§ **Work instructions**:
Using the records below, quote only the span that opens with the line containing "Query: man's eyebrow" and closes with the line containing "[(350, 56), (75, 10)]", exactly and inclusively.

(Source records)
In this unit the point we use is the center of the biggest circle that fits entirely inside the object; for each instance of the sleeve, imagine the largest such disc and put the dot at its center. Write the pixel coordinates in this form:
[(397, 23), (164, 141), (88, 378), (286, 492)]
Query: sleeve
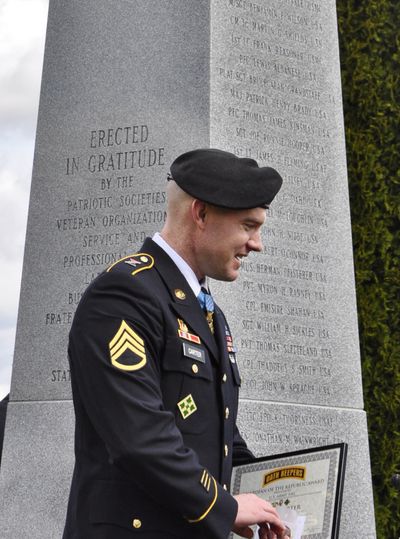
[(115, 344)]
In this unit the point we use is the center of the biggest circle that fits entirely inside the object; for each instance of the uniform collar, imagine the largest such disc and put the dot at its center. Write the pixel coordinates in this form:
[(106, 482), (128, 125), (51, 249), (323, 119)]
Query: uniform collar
[(182, 265)]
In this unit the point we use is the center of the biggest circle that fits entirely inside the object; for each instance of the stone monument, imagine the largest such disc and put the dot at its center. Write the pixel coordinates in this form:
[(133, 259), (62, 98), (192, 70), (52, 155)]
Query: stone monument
[(127, 86)]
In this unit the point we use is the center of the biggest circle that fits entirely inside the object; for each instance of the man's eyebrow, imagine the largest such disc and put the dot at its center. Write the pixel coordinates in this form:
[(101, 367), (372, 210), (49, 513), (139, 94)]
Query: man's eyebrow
[(253, 221)]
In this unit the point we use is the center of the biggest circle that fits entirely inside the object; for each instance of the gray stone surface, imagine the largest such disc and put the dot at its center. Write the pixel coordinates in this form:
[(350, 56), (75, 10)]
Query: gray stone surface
[(126, 87), (276, 96), (36, 468)]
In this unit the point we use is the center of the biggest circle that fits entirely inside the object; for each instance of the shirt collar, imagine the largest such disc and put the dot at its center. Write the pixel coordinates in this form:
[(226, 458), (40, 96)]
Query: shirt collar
[(183, 266)]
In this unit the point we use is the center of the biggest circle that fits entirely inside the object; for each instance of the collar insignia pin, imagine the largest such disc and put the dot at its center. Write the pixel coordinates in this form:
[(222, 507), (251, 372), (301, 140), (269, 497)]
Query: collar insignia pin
[(180, 294)]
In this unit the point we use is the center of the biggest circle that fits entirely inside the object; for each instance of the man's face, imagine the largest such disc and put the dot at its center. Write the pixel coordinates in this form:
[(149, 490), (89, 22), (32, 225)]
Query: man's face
[(226, 238)]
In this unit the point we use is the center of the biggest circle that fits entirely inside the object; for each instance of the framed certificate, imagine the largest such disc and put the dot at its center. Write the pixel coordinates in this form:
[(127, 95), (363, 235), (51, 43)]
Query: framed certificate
[(309, 483)]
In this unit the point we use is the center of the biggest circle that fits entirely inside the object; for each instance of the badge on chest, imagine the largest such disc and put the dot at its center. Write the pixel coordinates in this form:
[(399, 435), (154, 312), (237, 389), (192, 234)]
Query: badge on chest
[(184, 333)]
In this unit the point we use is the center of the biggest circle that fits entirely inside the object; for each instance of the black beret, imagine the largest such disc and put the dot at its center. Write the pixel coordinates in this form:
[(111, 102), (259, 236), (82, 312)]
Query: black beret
[(222, 179)]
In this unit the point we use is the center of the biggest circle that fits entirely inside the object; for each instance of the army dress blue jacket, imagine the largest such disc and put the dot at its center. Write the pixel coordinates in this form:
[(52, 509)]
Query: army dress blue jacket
[(155, 396)]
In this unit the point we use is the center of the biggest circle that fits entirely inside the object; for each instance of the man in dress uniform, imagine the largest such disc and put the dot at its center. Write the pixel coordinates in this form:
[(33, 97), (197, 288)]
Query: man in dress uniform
[(154, 374)]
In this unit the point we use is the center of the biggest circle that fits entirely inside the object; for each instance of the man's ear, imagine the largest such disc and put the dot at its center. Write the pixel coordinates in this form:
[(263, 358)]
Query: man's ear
[(199, 212)]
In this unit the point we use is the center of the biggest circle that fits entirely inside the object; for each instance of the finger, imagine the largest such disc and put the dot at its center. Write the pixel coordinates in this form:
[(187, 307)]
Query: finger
[(244, 532)]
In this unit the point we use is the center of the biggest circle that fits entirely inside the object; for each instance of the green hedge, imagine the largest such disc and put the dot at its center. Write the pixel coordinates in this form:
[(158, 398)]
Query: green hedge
[(369, 46)]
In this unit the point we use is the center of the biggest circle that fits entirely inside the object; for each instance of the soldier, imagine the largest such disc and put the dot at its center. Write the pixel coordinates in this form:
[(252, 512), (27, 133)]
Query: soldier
[(154, 374)]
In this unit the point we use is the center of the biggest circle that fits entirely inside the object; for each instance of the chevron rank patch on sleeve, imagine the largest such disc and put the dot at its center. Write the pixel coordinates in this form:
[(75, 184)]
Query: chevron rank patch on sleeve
[(127, 351)]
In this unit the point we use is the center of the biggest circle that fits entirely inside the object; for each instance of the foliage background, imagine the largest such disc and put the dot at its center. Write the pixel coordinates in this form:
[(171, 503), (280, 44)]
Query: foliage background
[(369, 46)]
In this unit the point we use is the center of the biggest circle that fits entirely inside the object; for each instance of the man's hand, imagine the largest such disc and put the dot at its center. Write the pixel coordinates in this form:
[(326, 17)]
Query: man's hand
[(254, 510)]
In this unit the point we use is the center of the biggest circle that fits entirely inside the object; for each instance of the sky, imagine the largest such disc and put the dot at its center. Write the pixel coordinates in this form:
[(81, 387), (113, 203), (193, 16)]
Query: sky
[(22, 35)]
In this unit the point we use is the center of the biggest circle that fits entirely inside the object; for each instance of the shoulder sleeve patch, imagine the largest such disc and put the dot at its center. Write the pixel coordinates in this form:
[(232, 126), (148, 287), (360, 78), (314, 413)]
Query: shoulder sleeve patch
[(127, 350), (138, 261)]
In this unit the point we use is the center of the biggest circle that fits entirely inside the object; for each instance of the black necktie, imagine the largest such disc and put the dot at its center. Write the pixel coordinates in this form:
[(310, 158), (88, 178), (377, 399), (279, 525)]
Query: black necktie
[(207, 304)]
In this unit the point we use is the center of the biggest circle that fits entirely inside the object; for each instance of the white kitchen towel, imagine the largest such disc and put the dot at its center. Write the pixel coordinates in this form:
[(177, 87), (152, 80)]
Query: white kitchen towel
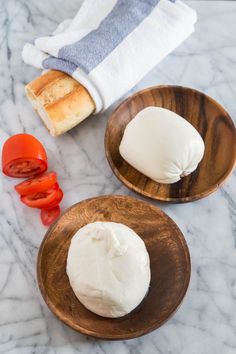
[(110, 45)]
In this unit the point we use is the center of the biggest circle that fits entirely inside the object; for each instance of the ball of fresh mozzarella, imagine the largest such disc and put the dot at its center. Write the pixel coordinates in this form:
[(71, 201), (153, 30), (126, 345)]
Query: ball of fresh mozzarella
[(108, 268), (162, 145)]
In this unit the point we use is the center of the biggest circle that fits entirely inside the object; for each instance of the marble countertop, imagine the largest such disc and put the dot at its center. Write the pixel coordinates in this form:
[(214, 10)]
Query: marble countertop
[(206, 321)]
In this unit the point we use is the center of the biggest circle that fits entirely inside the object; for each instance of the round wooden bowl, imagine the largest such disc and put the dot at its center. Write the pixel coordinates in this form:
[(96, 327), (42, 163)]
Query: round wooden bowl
[(169, 260), (206, 115)]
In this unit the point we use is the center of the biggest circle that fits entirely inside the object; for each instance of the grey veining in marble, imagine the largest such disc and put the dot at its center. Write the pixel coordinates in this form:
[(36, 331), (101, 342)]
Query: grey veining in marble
[(206, 322)]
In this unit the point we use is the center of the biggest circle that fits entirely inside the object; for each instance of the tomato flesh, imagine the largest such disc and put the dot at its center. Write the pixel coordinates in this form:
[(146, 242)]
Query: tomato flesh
[(23, 156), (56, 201), (36, 184), (48, 216), (41, 199)]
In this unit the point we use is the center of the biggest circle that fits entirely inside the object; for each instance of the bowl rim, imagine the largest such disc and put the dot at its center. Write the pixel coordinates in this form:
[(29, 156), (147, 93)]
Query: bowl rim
[(86, 331), (136, 189)]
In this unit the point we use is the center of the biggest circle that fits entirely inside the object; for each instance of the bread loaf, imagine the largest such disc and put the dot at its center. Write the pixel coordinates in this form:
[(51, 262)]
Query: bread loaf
[(60, 101)]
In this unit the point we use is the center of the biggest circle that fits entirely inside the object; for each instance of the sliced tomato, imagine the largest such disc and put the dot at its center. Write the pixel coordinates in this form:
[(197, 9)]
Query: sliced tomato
[(41, 199), (48, 216), (23, 156), (56, 201), (37, 184)]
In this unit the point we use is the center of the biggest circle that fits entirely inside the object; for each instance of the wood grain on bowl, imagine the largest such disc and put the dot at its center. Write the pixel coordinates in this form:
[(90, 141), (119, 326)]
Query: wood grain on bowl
[(169, 258), (206, 115)]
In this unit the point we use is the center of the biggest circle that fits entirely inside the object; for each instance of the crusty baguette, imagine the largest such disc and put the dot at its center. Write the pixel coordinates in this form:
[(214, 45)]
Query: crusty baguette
[(60, 101)]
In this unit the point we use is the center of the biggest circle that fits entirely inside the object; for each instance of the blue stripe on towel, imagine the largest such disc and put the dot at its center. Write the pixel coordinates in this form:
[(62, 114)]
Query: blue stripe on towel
[(59, 64), (91, 50)]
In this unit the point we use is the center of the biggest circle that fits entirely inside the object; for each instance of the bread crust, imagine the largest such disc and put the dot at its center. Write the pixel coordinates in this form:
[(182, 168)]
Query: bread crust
[(60, 101)]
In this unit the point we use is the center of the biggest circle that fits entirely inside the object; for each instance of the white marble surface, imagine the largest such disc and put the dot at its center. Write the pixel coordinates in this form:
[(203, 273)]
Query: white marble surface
[(206, 322)]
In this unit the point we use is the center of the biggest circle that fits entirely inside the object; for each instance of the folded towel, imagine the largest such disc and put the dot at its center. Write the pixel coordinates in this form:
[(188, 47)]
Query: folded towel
[(110, 45)]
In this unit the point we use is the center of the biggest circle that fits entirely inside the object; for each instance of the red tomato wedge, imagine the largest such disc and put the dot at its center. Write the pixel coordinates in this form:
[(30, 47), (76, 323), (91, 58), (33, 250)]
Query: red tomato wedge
[(56, 201), (48, 216), (41, 199), (23, 156), (36, 184)]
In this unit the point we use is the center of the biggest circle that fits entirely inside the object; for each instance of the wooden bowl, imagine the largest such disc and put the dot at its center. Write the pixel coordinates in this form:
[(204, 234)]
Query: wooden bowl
[(206, 115), (169, 258)]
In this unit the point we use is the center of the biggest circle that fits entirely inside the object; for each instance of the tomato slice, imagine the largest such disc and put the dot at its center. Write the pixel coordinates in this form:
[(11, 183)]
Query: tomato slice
[(23, 156), (36, 184), (56, 201), (48, 216), (41, 199)]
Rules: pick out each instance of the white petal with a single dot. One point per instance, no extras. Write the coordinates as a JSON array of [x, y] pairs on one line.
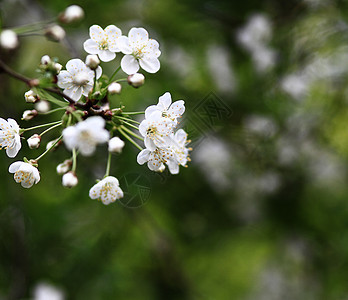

§ **Answer for this exercise**:
Query: man's eyebrow
[(253, 221)]
In this unit the point we use is the center of the biggest circle that fits entirely inside the object; for each instance of the gray stone surface, imagine the largest such disc and put the dot at its center. Write the pixel coordinates in this form:
[(350, 56), (75, 10)]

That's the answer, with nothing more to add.